▸ Problem description
Rewrite the material with every "black background" replaced by "dark background" and all else unchanged. Leave the pictures out of your answer.

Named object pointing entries
______________________________

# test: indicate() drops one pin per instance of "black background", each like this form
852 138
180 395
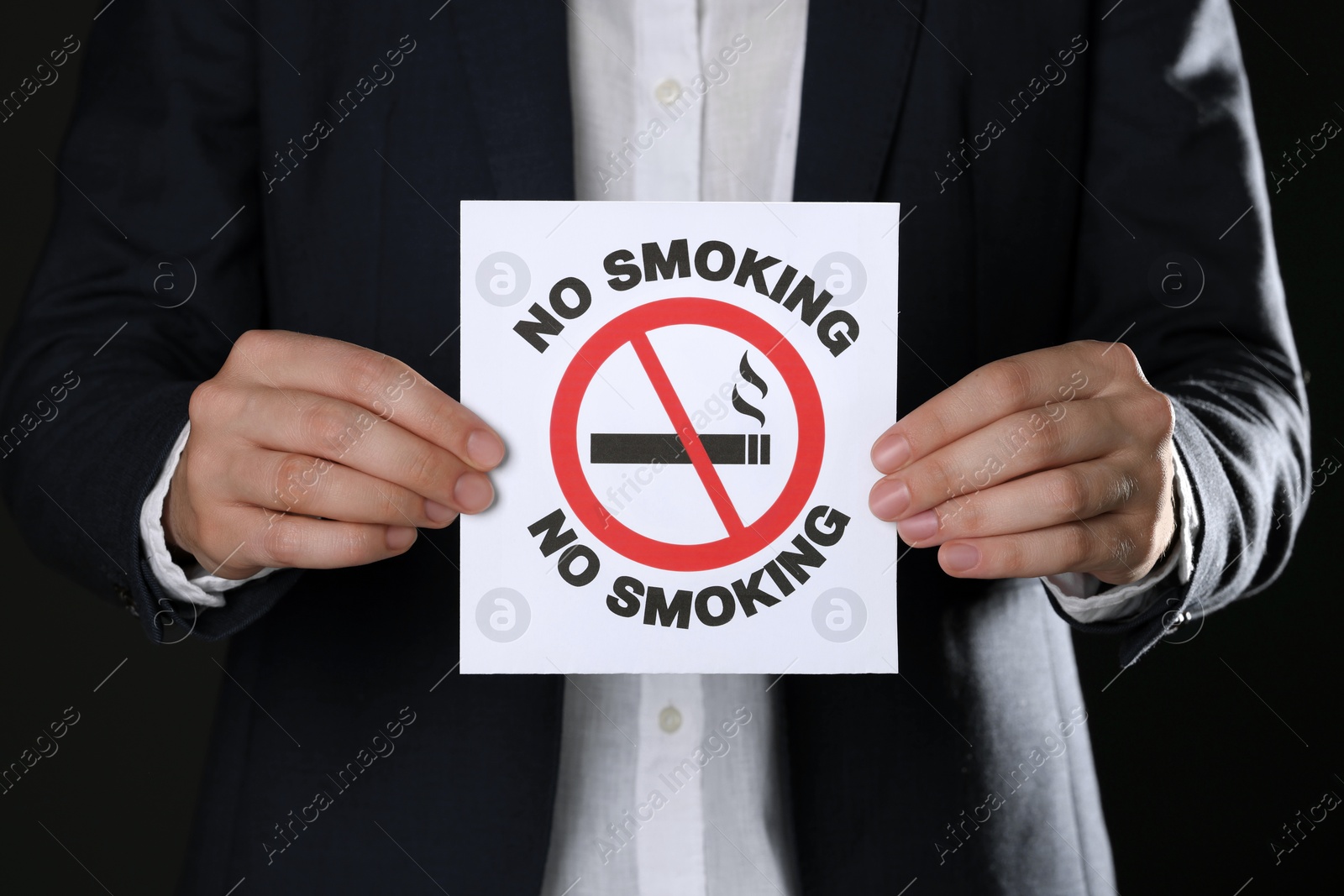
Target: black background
1205 748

______________________________

▸ Correct result
# test: indicate() drops one pin per instance of "dark background", each like this form
852 138
180 395
Target: dark background
1205 748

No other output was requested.